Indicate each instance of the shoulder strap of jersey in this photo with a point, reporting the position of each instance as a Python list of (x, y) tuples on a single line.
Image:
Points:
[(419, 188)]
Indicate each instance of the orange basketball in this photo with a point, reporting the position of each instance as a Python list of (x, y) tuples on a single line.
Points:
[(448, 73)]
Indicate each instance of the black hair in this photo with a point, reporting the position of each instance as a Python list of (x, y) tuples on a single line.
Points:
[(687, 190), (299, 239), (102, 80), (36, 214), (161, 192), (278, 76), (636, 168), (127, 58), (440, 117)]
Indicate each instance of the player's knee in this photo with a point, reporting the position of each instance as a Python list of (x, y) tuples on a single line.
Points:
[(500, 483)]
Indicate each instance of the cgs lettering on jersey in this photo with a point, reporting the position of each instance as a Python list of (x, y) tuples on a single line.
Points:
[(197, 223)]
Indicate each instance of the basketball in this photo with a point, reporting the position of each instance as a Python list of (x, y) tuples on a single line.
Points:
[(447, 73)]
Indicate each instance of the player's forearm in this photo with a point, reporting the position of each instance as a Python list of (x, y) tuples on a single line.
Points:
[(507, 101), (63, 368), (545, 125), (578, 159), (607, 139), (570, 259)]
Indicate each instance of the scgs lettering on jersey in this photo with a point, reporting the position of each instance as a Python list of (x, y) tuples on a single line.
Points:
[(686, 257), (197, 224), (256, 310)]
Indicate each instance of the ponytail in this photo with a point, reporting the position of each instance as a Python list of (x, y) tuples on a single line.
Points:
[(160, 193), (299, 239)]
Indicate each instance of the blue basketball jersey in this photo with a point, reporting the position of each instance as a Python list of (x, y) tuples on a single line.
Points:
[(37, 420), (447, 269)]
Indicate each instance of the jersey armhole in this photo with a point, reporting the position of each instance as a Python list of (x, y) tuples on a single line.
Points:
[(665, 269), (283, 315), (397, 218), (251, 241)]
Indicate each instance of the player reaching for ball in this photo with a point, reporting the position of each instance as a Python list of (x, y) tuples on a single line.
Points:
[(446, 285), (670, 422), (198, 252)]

========================

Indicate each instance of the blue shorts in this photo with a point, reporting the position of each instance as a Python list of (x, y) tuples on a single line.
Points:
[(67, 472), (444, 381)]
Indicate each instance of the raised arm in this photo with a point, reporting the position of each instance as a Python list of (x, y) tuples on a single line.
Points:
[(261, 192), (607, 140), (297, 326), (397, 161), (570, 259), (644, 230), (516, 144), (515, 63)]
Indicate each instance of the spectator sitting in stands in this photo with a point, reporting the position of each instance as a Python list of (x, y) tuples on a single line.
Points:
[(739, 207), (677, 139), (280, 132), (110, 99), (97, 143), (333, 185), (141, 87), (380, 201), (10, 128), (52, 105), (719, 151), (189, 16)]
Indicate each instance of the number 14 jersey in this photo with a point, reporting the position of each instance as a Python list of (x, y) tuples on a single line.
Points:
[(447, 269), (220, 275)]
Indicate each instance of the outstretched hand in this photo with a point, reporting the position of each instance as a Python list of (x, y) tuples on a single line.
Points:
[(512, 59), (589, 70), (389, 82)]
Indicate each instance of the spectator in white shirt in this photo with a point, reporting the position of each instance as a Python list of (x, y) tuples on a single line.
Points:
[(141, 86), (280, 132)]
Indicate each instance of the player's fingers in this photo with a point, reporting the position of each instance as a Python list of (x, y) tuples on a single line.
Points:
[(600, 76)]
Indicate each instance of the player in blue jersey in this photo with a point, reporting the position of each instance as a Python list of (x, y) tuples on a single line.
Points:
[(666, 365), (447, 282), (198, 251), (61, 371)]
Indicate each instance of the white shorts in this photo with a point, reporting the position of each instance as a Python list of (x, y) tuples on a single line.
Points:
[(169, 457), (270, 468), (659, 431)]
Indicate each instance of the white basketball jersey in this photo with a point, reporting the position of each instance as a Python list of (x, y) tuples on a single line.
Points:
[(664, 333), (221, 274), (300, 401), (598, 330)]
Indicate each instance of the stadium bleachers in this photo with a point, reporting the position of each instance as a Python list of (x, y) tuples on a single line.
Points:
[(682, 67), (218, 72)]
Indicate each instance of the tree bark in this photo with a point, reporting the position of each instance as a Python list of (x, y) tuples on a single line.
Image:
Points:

========================

-- WHAT THIS TASK INVOLVES --
Copy out every line from the rows above that contains the word "spectator".

-- RESPONSE TO THIS TASK --
Indicate each instance of the spectator sitting in stands in this photo with a point, reporting the position of each instance as a Python list of (x, y) tuples on a single line.
Indicate each instance of the spectator in white shirt in this photo with a point, reporting the position of each instance as a Python list of (x, y) tuples on a single line.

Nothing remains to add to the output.